[SHORT PROBLEM] Reproduce the records word for word, starting at the line that contains "jeans in the photo above." and ending at the line that contains "pixel 51 78", with both of those lines included.

** BEGIN MATERIAL TO PROCESS **

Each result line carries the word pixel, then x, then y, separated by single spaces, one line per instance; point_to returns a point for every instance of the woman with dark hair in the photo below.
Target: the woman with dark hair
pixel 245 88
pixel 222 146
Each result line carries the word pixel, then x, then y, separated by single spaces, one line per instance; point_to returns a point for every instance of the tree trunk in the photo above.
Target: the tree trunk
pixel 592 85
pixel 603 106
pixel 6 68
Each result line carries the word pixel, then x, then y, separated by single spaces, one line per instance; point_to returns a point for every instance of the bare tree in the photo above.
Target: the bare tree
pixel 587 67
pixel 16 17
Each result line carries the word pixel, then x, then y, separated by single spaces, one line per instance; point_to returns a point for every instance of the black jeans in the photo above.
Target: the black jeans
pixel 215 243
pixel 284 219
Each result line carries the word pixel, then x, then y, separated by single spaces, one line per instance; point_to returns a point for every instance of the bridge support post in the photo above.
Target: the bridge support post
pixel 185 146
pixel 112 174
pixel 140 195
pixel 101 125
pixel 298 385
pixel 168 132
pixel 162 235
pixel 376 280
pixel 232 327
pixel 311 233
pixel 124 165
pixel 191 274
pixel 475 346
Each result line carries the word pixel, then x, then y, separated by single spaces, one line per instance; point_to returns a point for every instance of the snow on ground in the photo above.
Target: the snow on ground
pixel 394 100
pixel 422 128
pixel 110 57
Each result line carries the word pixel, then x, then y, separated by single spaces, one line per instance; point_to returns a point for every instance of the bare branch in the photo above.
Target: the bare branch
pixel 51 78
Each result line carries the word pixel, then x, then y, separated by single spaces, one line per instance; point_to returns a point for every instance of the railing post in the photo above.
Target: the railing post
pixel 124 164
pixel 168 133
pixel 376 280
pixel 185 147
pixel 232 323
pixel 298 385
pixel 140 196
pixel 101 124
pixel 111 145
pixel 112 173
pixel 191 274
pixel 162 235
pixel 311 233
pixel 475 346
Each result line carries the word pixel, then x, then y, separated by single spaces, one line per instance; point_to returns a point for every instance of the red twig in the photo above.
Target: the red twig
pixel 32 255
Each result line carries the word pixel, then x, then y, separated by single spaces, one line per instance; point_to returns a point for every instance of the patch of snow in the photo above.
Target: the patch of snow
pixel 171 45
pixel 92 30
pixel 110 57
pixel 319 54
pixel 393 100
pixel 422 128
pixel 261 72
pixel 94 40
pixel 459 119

** END MATERIAL TO PROCESS **

[TASK RESULT]
Each result line carries the word pixel, then x, then y, separated by single spaces, one line per instance; point_to returns a point for every instance of the black jeans in the photo above.
Target: the black jeans
pixel 215 243
pixel 284 219
Each result line carries the word pixel, then x, then y, separated by single spaces, one line per instance; point_to returns a point for every instance of the bridge support post in the photo above.
Target: the bridge support post
pixel 185 146
pixel 112 174
pixel 140 195
pixel 101 125
pixel 298 385
pixel 168 132
pixel 162 235
pixel 376 280
pixel 232 327
pixel 311 233
pixel 124 165
pixel 191 274
pixel 475 346
Each result line carries the word pixel, then x, then y, separated by single spaces, one line per instance; point_to returns a point for every instance of the snow on ground in the photo above.
Target: the snow on ground
pixel 394 100
pixel 422 128
pixel 110 57
Each result line carries the word pixel, then x, then y, separated by single spaces, one line per instance; point_to returns a point for every instance of the bare branch in the photo above.
Target: the bare branch
pixel 51 78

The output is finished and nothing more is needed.